### Entries shown ###
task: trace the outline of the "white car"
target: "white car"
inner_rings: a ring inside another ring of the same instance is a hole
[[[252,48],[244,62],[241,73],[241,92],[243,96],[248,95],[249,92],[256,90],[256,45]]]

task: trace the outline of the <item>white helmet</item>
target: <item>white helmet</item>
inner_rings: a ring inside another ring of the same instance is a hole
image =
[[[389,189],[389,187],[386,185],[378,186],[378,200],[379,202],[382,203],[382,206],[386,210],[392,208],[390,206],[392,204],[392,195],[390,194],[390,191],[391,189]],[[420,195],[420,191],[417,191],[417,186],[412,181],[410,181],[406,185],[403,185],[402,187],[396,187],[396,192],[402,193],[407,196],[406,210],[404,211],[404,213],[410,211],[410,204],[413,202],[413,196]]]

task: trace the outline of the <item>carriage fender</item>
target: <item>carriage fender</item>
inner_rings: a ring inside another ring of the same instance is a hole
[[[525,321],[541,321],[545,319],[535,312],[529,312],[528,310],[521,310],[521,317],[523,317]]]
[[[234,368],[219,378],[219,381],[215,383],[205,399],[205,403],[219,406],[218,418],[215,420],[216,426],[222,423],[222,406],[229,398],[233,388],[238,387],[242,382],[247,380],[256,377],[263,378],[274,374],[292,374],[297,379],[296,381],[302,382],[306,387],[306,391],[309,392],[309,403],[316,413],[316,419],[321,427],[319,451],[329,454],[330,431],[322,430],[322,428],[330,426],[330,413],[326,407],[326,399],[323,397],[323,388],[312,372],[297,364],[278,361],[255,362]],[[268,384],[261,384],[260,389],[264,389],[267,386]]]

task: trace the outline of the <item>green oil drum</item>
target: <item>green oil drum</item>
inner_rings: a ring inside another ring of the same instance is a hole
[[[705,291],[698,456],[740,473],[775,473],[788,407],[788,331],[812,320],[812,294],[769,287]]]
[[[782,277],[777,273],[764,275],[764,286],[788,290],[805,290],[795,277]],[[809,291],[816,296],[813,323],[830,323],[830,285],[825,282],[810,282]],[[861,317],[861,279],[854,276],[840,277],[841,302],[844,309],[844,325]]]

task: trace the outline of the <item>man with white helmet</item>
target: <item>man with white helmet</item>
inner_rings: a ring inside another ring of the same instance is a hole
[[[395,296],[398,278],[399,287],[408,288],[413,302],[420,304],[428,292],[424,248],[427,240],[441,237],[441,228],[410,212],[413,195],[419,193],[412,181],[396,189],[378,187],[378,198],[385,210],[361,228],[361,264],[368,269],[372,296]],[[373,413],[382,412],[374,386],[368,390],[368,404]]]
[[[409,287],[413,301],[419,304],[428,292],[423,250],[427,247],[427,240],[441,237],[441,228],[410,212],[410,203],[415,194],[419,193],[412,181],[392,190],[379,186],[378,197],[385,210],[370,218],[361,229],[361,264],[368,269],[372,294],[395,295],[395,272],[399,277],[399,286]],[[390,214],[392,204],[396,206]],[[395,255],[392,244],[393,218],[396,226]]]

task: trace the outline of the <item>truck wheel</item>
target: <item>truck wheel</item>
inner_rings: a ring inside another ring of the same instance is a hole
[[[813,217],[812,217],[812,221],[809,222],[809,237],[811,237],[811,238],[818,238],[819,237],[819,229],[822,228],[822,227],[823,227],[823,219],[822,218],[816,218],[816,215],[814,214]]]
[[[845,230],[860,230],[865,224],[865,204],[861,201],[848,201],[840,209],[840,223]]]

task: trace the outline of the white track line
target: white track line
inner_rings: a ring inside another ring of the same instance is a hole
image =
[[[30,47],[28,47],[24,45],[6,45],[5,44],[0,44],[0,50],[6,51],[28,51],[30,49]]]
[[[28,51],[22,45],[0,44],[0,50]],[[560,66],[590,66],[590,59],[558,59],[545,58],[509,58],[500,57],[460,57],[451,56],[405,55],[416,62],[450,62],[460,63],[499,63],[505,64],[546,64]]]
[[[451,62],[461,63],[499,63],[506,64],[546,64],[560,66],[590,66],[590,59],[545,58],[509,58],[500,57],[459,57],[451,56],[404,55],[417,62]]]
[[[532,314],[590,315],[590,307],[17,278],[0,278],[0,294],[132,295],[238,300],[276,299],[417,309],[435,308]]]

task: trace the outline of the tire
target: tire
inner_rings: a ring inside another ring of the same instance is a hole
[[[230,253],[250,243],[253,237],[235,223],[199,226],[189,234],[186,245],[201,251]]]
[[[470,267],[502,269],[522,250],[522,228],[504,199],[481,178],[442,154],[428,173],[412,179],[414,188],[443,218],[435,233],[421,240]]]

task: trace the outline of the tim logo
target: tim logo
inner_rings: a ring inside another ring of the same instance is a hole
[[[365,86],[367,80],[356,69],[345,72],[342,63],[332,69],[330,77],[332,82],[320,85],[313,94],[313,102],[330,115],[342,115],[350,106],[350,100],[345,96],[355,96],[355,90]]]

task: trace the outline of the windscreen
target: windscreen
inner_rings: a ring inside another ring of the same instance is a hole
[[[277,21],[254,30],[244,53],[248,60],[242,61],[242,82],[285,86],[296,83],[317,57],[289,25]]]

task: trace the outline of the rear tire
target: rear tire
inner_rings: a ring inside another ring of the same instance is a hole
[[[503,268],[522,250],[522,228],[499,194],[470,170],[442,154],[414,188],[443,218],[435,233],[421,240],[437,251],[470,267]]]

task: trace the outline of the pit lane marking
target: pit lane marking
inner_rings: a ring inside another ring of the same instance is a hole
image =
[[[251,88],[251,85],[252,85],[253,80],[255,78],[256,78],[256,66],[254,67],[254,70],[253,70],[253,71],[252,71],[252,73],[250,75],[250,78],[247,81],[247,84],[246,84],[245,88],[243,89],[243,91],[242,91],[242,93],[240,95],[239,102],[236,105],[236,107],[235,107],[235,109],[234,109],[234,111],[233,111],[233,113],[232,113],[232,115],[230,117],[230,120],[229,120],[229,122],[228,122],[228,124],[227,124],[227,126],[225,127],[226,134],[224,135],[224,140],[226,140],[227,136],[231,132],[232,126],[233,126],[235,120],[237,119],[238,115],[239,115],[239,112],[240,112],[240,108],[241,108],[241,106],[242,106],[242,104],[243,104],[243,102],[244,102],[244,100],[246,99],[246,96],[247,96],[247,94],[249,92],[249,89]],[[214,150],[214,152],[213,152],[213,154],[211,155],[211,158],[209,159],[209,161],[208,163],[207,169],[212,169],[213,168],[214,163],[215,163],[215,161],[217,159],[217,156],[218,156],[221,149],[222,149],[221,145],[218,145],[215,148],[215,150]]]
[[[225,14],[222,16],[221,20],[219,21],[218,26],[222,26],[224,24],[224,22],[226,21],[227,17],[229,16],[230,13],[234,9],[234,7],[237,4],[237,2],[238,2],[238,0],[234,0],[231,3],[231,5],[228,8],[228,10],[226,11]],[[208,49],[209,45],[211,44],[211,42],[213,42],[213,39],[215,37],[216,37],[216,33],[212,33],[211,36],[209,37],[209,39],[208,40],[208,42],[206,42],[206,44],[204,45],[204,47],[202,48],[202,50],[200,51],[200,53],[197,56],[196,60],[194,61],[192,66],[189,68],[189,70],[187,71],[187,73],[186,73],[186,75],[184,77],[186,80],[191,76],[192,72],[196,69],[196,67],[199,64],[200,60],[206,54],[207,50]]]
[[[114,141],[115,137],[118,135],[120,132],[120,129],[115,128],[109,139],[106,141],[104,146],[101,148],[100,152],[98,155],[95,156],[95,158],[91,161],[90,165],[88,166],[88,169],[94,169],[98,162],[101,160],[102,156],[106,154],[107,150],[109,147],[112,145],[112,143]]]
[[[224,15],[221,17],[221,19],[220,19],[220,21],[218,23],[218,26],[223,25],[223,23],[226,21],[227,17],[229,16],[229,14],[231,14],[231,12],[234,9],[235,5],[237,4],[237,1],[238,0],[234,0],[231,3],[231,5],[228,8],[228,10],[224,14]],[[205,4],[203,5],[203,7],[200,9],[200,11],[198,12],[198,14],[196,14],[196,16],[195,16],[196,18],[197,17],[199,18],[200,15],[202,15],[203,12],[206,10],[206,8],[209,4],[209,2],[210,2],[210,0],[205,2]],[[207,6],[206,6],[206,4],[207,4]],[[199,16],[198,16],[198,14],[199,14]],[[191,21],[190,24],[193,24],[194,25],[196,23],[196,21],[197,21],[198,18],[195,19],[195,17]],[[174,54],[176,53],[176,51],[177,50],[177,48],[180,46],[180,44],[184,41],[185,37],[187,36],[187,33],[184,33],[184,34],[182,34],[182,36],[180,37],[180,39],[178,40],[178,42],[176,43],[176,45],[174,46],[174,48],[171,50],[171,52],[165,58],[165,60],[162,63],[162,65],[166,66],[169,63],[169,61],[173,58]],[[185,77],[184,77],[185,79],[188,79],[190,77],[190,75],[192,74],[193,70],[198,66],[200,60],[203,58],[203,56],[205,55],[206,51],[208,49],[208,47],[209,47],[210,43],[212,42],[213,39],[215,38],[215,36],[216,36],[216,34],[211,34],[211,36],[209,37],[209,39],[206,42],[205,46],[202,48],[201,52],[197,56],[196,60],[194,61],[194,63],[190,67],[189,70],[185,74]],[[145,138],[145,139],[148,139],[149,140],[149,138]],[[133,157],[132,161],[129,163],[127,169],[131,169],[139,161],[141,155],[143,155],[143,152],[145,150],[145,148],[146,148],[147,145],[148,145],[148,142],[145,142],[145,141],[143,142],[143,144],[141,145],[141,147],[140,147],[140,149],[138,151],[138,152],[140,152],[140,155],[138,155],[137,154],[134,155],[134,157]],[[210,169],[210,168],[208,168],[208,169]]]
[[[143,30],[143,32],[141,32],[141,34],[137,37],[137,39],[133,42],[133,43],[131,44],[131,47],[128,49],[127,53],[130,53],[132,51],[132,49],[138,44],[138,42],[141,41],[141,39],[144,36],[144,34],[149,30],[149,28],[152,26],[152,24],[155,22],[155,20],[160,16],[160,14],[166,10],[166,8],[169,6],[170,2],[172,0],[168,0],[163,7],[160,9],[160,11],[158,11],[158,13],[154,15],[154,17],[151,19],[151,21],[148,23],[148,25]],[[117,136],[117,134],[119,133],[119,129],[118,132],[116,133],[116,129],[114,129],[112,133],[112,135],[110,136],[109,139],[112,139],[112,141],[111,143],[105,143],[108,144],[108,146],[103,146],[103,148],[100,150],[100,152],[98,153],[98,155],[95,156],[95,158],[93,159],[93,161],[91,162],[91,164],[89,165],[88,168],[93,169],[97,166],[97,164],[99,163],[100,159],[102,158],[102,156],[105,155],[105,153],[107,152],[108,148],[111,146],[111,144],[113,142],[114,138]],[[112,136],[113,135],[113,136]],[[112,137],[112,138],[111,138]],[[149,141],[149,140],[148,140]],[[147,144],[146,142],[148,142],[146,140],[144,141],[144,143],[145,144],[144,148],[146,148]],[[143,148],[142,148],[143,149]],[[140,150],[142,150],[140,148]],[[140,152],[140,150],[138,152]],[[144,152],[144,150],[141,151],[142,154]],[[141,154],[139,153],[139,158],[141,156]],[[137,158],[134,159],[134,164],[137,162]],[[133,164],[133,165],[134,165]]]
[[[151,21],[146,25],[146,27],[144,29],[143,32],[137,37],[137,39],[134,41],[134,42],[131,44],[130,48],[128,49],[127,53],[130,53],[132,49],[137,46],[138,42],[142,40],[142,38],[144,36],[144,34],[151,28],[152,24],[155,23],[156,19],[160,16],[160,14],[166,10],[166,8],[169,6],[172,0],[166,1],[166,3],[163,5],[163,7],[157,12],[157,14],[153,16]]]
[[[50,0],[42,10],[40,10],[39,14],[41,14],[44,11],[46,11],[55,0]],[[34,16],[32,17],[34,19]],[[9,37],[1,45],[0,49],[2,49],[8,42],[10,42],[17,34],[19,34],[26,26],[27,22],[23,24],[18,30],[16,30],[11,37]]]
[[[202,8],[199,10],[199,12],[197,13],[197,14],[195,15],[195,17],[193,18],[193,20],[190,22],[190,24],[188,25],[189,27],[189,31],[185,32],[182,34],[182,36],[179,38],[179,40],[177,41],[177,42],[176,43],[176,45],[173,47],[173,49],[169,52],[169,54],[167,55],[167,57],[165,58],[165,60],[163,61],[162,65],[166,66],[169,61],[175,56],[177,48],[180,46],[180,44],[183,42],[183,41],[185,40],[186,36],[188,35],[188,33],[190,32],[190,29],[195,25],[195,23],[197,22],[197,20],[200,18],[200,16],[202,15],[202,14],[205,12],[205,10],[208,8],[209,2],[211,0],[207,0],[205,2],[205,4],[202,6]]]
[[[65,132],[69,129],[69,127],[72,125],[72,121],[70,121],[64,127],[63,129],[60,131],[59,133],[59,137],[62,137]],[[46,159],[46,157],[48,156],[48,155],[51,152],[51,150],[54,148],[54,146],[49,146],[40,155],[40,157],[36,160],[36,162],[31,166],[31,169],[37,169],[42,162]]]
###
**Exercise requirements**
Pull out every line of the rows above that contains the word "truck", matching case. Copy each line in full.

**Reply**
task: trace the outline of the <item>truck wheel</item>
target: <item>truck wheel</item>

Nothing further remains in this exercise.